→ Aufgabenstellung
1. Welche Vorschrift des BGB sieht laut dem Text zur Miterbenhaftung vor, dass vor der Teilung alle Verbindlichkeiten beglichen werden sollen?
2. Schreiben Sie aus dem Text zur Miterbenhaftung den Abschnitt ab, der mit "Dr. iur. Olaf" beginnt und mit "erfolgter Nachlassauseinandersetzung, ergeben." endet.

Dr. iur. Olaf Schermann, Walter Krug
I. Grundsätze
Rz. 315
Beachten die Miterben einer Erbengemeinschaft die gesetzlichen Regeln über die Verwaltung des Nachlasses und die Vorbereitung und Durchführung der Nachlassauseinandersetzung, so werden sich in der Praxis kaum Komplikationen in Bezug auf die Erbenhaftung, insbesondere nach erfolgter Nachlassauseinandersetzung, ergeben.
Rz. 316
Deshalb ist es Aufgabe des anwaltlichen Beraters, darauf hinzuwirken, dass vor der Nachlassteilung unter den Miterben sämtliche Verbindlichkeiten erfüllt werden. So sieht es auch das Gesetz vor: Nach § 2046 BGB sollen vor der Teilung alle Verbindlichkeiten beglichen und erforderlichenfalls Mittel für unsichere Forderungen zurückbehalten werden.
Rz. 317
Auch für die Erbenmehrheit gelten gemäß § 1922 Abs. 2 BGB die Haftungsvorschriften der §§ 1967–2017 BGB. Die mehreren Erben haften also grundsätzlich unbeschränkt, aber beschränkbar. Die Besonderheiten, die sich aus der Miterbengemeinschaft ergeben, sind in den §§ 2058 ff. BGB geregelt. Die Vermögensverschmelzung zwischen Nachlass und Eigenvermögen des Erben, wie sie beim Alleinerben in der Regel sehr rasch nach Eintritt des Erbfalls sich einstellt, ist bei der Erbengemeinschaft insofern zunächst ausgeschlossen, als das Gesamthandsvermögen der Erbengemeinschaft rechtlich und faktisch vom Eigenvermögen des jeweiligen Miterben getrennt ist. Auf diese Weise tritt bereits durch die gesetzlichen Vorschriften über die Erbengemeinschaft kraft Gesetzes eine Gütersonderung ein. Dies gilt allerdings nur für die Zeit vor der Erbteilung. Die Verschmelzung von Eigenvermögen und Teilen des Nachlasses tritt bei der Erbengemeinschaft erst nach Vollzug der Erbteilung ein.
Rz. 318
Hinweis
Sehr häufig nehmen Miterben kurze Zeit nach dem Erbfall schon eine auf einzelne Nachlassgegenstände bezogene Teilauseinandersetzung des Nachlasses vor (Verteilung des Mobiliars, Pkw, Abschlagszahlungen aus Bankguthaben etc.). Dies stellt i.d.R. noch keine Teilung des Nachlasses im Sinne der Haftungsvorschriften dar. Wann der Nachlass als geteilt anzusehen ist, beurteilt sich nach dem objektiven Gesamtbild: Ist ein so erheblicher Teil der Nachlassgegenstände aus der Gesamthandsgemeinschaft in das Einzelvermögen der Miterben überführt, dass die Erbengemeinschaft bei wirtschaftlicher Betrachtung als aufgelöst erscheint, ist die Teilung vollzogen. Dass der Nachlass vollständig verteilt ist, ist nicht erforderlich.

→ Material
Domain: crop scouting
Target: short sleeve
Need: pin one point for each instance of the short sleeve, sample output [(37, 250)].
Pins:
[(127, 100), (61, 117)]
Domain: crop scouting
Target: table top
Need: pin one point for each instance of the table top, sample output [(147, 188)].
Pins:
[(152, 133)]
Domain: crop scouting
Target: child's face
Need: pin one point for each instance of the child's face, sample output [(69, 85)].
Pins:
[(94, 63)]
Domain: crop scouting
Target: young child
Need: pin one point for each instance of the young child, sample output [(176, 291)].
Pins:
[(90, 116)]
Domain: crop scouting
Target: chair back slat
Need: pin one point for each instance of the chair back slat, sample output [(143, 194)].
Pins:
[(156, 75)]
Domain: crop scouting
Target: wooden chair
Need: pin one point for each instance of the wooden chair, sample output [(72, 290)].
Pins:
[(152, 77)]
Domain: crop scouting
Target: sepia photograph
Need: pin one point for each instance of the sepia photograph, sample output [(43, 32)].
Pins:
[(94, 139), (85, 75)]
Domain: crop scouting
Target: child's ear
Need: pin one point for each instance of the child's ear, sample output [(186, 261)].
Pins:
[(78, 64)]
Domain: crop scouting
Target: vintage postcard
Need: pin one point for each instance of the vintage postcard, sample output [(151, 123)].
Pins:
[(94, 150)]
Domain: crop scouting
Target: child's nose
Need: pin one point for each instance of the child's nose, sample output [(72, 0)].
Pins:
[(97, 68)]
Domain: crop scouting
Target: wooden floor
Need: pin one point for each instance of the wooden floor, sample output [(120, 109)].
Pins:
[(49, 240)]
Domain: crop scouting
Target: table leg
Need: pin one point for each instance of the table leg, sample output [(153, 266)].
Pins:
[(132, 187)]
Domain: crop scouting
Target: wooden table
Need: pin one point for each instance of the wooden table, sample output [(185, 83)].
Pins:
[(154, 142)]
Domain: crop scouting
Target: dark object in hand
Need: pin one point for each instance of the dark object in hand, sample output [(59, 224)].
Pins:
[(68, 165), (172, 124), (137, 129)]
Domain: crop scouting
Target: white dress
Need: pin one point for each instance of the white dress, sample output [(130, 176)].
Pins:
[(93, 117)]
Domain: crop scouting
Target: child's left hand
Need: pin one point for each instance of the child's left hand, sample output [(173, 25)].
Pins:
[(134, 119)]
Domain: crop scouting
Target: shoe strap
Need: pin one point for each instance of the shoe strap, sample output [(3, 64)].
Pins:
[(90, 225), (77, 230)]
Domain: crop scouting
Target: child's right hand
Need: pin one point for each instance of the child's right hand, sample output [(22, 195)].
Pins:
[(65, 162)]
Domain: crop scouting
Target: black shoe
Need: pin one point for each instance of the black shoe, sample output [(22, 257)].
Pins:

→ Antworten je Aufgabe
1. § 2046 BGB.

2.
Dr. iur. Olaf Schermann, Walter Krug
I. Grundsätze
Rz. 315
Beachten die Miterben einer Erbengemeinschaft die gesetzlichen Regeln über die Verwaltung des Nachlasses und die Vorbereitung und Durchführung der Nachlassauseinandersetzung, so werden sich in der Praxis kaum Komplikationen in Bezug auf die Erbenhaftung, insbesondere nach erfolgter Nachlassauseinandersetzung, ergeben.